SHORT PROBLEM =
Copy out the lines from the one containing "spot the blurred crowd." through the end of the lines, with both ends included. Leave out the pictures.

* BEGIN MATERIAL SHOWN *

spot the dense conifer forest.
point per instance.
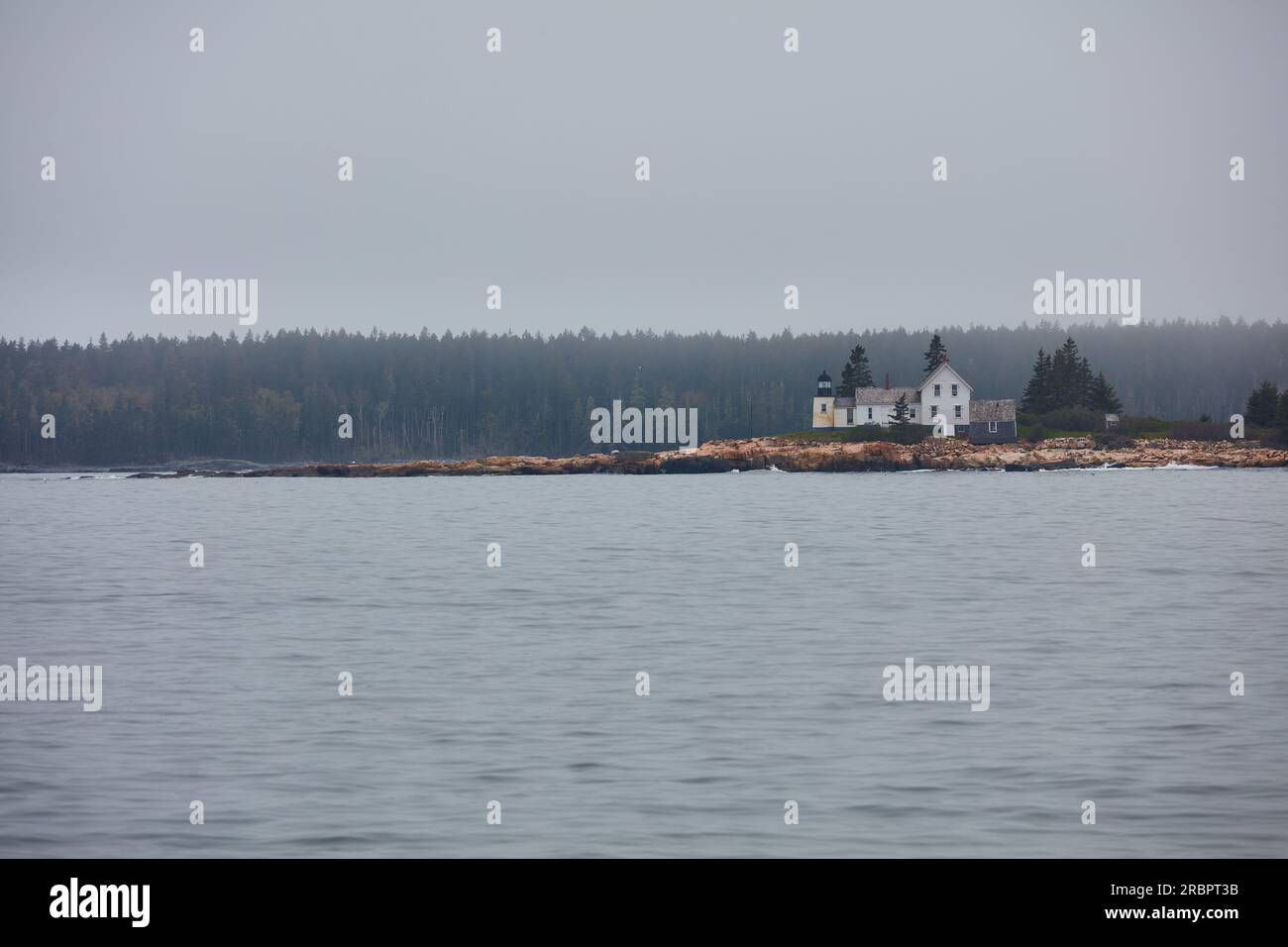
(277, 397)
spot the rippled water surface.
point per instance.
(518, 684)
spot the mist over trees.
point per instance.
(277, 397)
(1067, 380)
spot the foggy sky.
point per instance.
(518, 167)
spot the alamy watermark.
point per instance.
(179, 296)
(915, 682)
(81, 684)
(1077, 296)
(651, 425)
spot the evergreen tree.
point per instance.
(1068, 386)
(1262, 405)
(936, 354)
(855, 373)
(1103, 395)
(1037, 393)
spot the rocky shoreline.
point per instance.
(797, 457)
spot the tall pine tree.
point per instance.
(936, 354)
(1037, 393)
(855, 373)
(1103, 395)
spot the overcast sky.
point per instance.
(518, 167)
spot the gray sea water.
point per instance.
(518, 684)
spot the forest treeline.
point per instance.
(277, 397)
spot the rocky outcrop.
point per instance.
(786, 454)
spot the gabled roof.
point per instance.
(939, 368)
(884, 395)
(992, 410)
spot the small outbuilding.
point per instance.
(992, 423)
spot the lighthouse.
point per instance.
(823, 402)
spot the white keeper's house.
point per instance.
(941, 392)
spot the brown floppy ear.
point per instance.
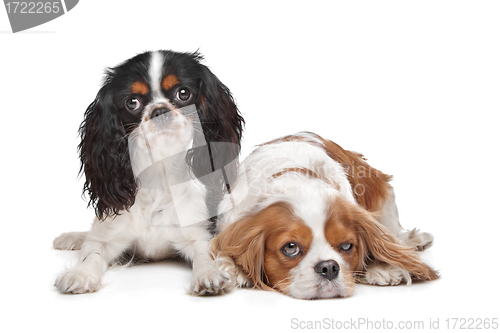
(244, 242)
(379, 245)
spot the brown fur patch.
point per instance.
(169, 82)
(254, 244)
(369, 185)
(375, 243)
(139, 88)
(303, 171)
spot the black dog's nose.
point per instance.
(158, 112)
(328, 269)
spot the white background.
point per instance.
(412, 85)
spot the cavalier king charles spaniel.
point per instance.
(159, 147)
(313, 219)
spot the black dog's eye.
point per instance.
(133, 104)
(183, 94)
(346, 247)
(291, 249)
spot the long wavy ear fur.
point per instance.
(379, 245)
(221, 121)
(105, 160)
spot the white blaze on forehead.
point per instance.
(155, 73)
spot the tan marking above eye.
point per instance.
(139, 88)
(169, 81)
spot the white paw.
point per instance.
(385, 275)
(416, 239)
(78, 280)
(209, 281)
(70, 241)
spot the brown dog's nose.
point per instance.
(329, 269)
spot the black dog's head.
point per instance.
(147, 86)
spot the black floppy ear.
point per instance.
(105, 160)
(222, 126)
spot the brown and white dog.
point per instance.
(312, 219)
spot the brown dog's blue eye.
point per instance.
(346, 247)
(183, 94)
(132, 104)
(290, 249)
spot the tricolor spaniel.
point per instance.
(312, 220)
(153, 169)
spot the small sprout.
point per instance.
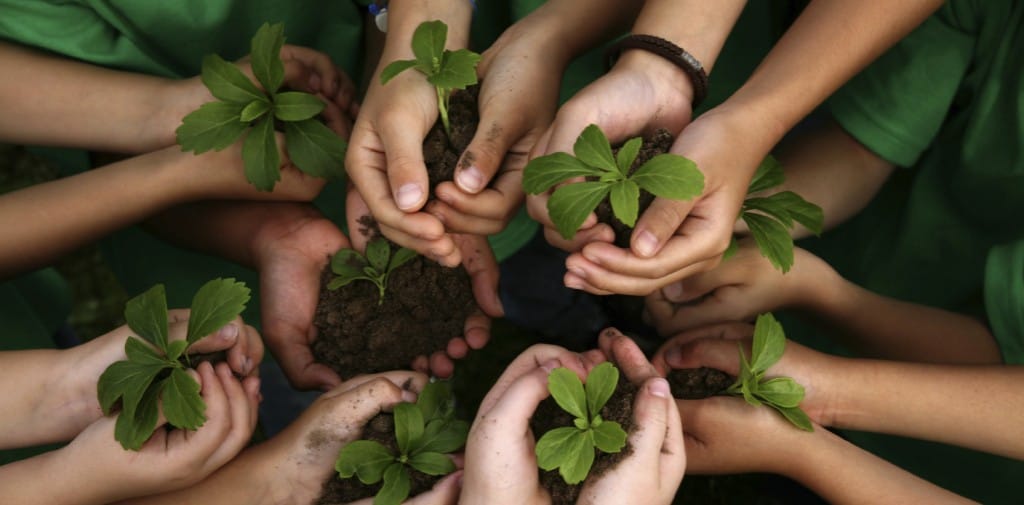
(378, 263)
(570, 449)
(446, 70)
(155, 372)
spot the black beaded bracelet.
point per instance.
(670, 51)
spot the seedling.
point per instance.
(781, 393)
(570, 449)
(446, 70)
(242, 107)
(665, 175)
(378, 263)
(426, 431)
(155, 372)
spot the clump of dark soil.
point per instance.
(550, 416)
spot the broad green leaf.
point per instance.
(768, 174)
(260, 157)
(458, 70)
(265, 54)
(314, 149)
(593, 149)
(769, 342)
(772, 239)
(396, 485)
(227, 83)
(432, 463)
(600, 385)
(408, 426)
(627, 155)
(543, 172)
(570, 205)
(395, 68)
(214, 305)
(367, 459)
(670, 176)
(567, 391)
(296, 106)
(211, 127)
(146, 316)
(625, 200)
(254, 111)
(183, 407)
(609, 436)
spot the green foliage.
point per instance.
(445, 70)
(425, 432)
(244, 107)
(781, 393)
(570, 449)
(665, 175)
(375, 266)
(155, 370)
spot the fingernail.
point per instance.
(470, 179)
(409, 196)
(658, 387)
(646, 244)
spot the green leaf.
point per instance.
(395, 68)
(214, 305)
(408, 426)
(627, 155)
(772, 239)
(670, 176)
(146, 316)
(570, 205)
(265, 54)
(211, 127)
(314, 149)
(296, 106)
(600, 385)
(367, 459)
(625, 200)
(227, 83)
(396, 485)
(260, 157)
(567, 391)
(183, 407)
(593, 149)
(432, 463)
(543, 172)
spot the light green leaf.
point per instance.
(146, 316)
(211, 127)
(772, 239)
(296, 106)
(593, 149)
(543, 172)
(570, 205)
(670, 176)
(314, 149)
(625, 200)
(265, 55)
(567, 390)
(214, 305)
(183, 407)
(227, 83)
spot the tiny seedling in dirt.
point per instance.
(349, 265)
(444, 69)
(609, 176)
(242, 107)
(781, 393)
(570, 449)
(426, 431)
(155, 371)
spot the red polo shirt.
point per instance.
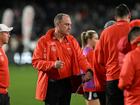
(4, 72)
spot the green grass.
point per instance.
(23, 84)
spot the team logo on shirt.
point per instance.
(53, 48)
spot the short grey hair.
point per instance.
(59, 17)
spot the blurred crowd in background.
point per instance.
(32, 18)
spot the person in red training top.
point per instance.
(99, 71)
(130, 73)
(4, 69)
(107, 54)
(124, 46)
(58, 57)
(89, 39)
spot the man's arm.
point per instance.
(127, 73)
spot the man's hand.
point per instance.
(88, 76)
(58, 64)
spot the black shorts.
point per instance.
(4, 99)
(58, 92)
(114, 96)
(90, 95)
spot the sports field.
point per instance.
(22, 87)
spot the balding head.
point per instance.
(59, 17)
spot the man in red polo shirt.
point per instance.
(107, 54)
(130, 73)
(4, 70)
(58, 57)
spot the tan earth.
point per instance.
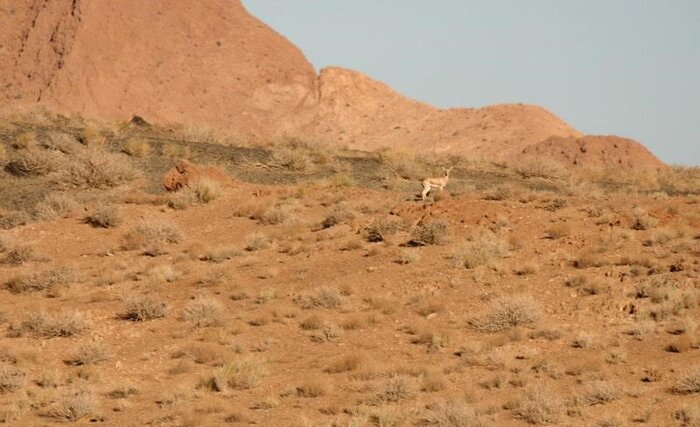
(212, 64)
(287, 280)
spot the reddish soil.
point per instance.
(214, 65)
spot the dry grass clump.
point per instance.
(50, 325)
(55, 205)
(540, 407)
(323, 297)
(340, 214)
(95, 169)
(558, 231)
(202, 191)
(36, 162)
(642, 220)
(104, 217)
(379, 230)
(176, 151)
(152, 235)
(393, 390)
(204, 311)
(143, 308)
(238, 374)
(450, 413)
(431, 233)
(484, 249)
(688, 416)
(40, 281)
(408, 256)
(312, 388)
(89, 354)
(601, 391)
(347, 363)
(12, 219)
(17, 254)
(689, 383)
(256, 242)
(137, 147)
(506, 312)
(11, 378)
(73, 406)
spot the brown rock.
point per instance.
(186, 173)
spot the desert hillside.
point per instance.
(288, 285)
(214, 65)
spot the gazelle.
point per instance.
(430, 183)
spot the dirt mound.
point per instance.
(213, 64)
(207, 62)
(186, 173)
(359, 112)
(594, 151)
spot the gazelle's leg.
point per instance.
(426, 189)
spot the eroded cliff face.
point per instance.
(211, 63)
(206, 62)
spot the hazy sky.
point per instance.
(623, 67)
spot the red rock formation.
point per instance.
(186, 173)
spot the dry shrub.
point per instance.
(601, 391)
(56, 205)
(40, 281)
(340, 214)
(257, 241)
(379, 230)
(50, 325)
(540, 407)
(12, 219)
(73, 406)
(393, 390)
(404, 165)
(433, 381)
(688, 416)
(152, 235)
(311, 323)
(237, 374)
(275, 215)
(330, 332)
(204, 311)
(506, 312)
(143, 308)
(92, 137)
(293, 159)
(89, 354)
(642, 220)
(37, 163)
(558, 231)
(484, 249)
(25, 140)
(95, 169)
(431, 233)
(312, 388)
(137, 147)
(176, 151)
(18, 254)
(11, 378)
(347, 363)
(202, 191)
(323, 297)
(104, 217)
(689, 383)
(408, 256)
(450, 413)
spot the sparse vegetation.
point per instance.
(507, 311)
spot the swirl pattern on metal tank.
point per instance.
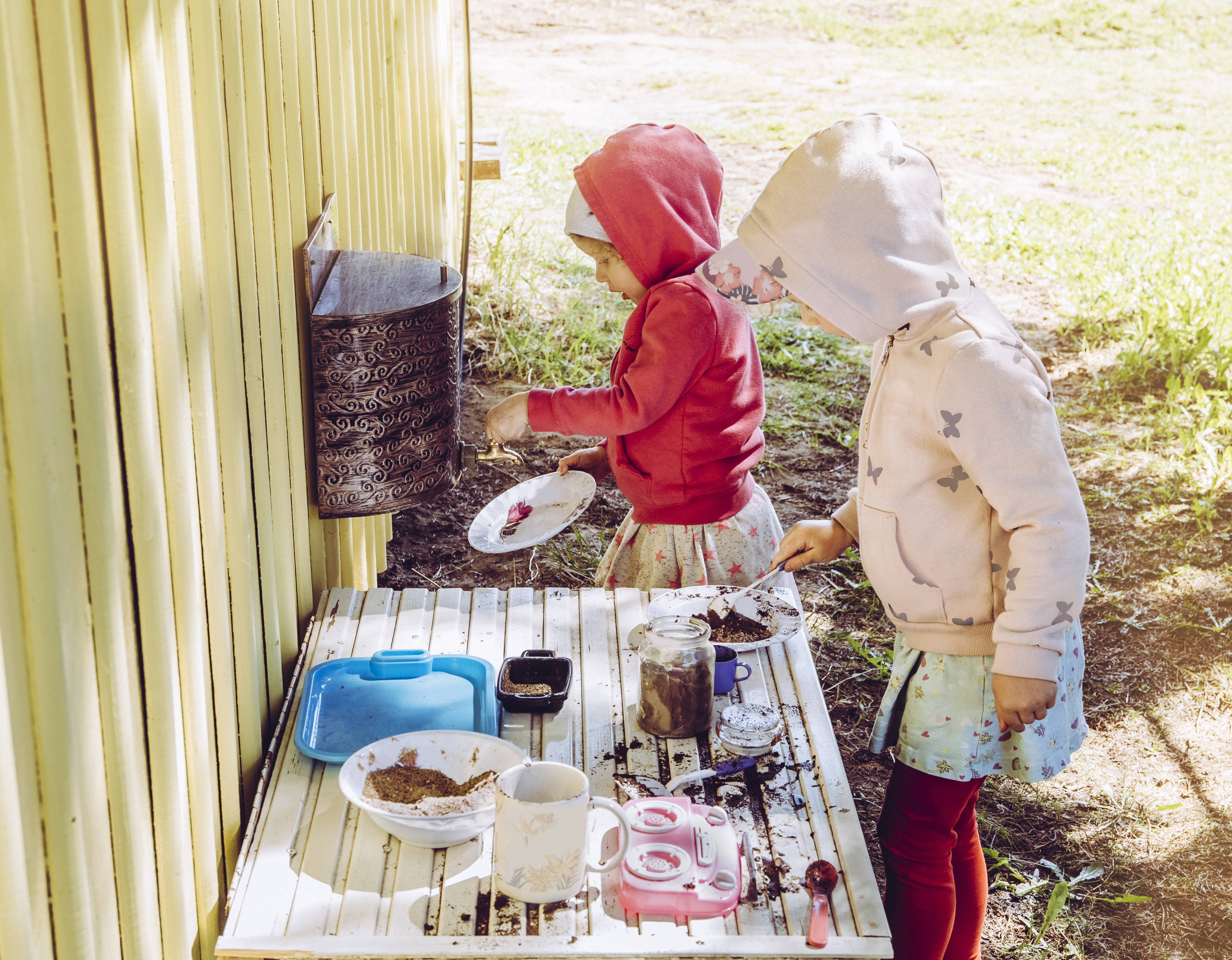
(386, 404)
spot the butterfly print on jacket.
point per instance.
(889, 153)
(956, 476)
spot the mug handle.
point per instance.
(626, 835)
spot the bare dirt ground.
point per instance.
(1149, 795)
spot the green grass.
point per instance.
(1087, 24)
(1126, 105)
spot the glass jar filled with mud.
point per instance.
(677, 677)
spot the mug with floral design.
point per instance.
(543, 838)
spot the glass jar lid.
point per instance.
(684, 630)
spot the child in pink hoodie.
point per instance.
(683, 415)
(970, 523)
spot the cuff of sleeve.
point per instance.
(1019, 660)
(539, 412)
(849, 517)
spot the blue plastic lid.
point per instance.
(353, 702)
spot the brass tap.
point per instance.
(495, 453)
(500, 451)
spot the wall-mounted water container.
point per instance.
(385, 352)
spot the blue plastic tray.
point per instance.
(353, 702)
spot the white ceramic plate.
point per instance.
(768, 609)
(549, 504)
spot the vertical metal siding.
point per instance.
(159, 549)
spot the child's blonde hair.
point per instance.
(595, 248)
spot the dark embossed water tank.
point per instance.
(385, 356)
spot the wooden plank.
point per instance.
(865, 898)
(561, 741)
(364, 859)
(602, 723)
(407, 913)
(541, 948)
(469, 866)
(465, 866)
(414, 626)
(790, 838)
(452, 622)
(796, 740)
(268, 890)
(524, 630)
(756, 916)
(413, 884)
(318, 893)
(487, 634)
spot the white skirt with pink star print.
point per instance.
(670, 556)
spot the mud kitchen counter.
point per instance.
(319, 879)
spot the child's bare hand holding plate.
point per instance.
(508, 421)
(816, 542)
(593, 460)
(1022, 700)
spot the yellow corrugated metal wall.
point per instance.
(160, 164)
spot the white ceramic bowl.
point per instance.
(768, 609)
(456, 753)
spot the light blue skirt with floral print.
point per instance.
(938, 715)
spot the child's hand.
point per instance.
(593, 460)
(820, 540)
(1022, 700)
(508, 420)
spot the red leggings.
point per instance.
(937, 885)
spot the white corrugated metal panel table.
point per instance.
(321, 879)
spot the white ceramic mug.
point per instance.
(541, 843)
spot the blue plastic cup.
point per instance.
(726, 667)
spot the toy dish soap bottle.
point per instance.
(677, 677)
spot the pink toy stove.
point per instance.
(683, 859)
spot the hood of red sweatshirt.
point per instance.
(656, 191)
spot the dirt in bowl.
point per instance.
(736, 629)
(413, 790)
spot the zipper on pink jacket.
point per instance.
(874, 389)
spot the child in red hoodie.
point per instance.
(683, 413)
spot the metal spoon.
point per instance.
(725, 602)
(821, 878)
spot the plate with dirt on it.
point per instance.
(533, 512)
(758, 619)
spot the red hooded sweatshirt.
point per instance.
(684, 410)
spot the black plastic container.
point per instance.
(535, 667)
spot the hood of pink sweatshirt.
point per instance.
(683, 412)
(657, 193)
(858, 220)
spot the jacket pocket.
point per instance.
(906, 596)
(634, 482)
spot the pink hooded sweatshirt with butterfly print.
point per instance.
(970, 523)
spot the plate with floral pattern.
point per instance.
(533, 512)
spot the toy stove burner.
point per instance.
(658, 862)
(655, 816)
(684, 859)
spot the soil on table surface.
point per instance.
(735, 629)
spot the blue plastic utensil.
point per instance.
(353, 702)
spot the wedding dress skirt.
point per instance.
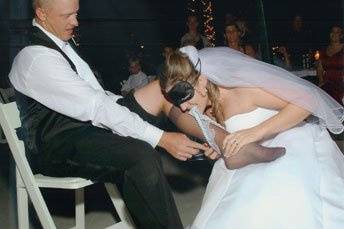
(304, 189)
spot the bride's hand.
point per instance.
(232, 143)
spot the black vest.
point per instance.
(39, 123)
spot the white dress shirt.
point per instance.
(46, 76)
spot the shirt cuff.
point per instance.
(153, 135)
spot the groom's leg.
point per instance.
(98, 154)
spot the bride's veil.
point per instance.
(229, 68)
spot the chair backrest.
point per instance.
(6, 95)
(10, 121)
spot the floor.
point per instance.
(187, 180)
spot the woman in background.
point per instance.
(331, 66)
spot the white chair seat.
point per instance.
(61, 182)
(28, 184)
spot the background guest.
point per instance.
(137, 78)
(330, 68)
(298, 42)
(192, 36)
(233, 40)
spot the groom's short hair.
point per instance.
(40, 3)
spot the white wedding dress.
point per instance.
(304, 189)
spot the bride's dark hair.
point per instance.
(178, 67)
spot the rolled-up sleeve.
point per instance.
(48, 78)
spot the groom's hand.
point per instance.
(179, 145)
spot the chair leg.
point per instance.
(119, 205)
(79, 209)
(22, 208)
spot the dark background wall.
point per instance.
(112, 30)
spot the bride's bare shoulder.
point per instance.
(150, 98)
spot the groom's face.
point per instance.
(59, 17)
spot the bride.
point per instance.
(261, 102)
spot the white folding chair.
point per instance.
(28, 184)
(5, 95)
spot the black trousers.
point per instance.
(98, 154)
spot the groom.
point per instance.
(72, 127)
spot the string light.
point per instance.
(208, 18)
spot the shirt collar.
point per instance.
(62, 44)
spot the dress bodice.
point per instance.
(249, 119)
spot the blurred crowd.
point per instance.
(322, 65)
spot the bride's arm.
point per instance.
(289, 115)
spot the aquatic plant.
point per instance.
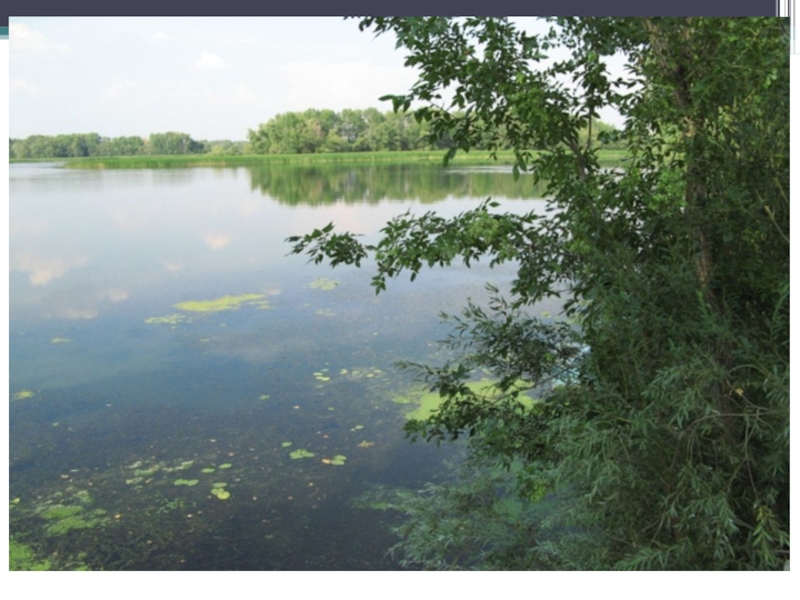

* END MATERIAL SHOWN *

SOLUTION TO THE EXERCISE =
spot the blurred crowd.
point per instance.
(322, 65)
spot the bride's arm.
point per instance.
(289, 115)
spot the aquatic plant.
point per instance.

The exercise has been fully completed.